=== Dataset excerpts ===

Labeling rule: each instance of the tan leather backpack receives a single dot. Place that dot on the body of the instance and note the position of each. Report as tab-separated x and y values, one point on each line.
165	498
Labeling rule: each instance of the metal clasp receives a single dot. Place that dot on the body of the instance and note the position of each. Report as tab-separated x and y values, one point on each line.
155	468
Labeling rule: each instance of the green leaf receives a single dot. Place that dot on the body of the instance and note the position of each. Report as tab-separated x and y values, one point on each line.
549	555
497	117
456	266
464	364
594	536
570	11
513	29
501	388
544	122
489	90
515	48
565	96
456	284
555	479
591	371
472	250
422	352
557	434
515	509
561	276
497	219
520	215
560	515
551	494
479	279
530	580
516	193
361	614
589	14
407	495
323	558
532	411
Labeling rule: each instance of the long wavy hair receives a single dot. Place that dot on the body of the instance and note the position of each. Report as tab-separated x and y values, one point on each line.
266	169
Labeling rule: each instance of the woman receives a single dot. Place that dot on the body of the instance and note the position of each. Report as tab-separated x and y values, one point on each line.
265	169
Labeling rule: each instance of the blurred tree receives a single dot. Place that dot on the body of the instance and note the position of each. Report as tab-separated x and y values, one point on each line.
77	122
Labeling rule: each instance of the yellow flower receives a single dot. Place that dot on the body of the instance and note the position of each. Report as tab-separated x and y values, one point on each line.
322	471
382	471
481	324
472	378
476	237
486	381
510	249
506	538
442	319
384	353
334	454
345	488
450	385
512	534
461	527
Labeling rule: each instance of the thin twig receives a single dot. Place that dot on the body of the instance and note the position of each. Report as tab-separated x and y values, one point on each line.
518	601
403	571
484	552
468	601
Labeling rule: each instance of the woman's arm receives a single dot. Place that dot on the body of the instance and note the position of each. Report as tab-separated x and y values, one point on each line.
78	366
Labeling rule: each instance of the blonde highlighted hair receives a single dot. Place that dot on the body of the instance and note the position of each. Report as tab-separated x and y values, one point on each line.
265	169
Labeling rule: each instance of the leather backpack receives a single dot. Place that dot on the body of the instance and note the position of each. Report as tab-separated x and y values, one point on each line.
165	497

===

Transcribe exactly, and only, the lines from the one bearing "Labeling rule: each instance of the leather" through the last line of the entries, counting both.

Labeling rule: each instance of the leather backpack receives a single dot. Place that dot on the body of the instance and note the position of each. Report as tab-separated x and y values, one point on each line.
165	497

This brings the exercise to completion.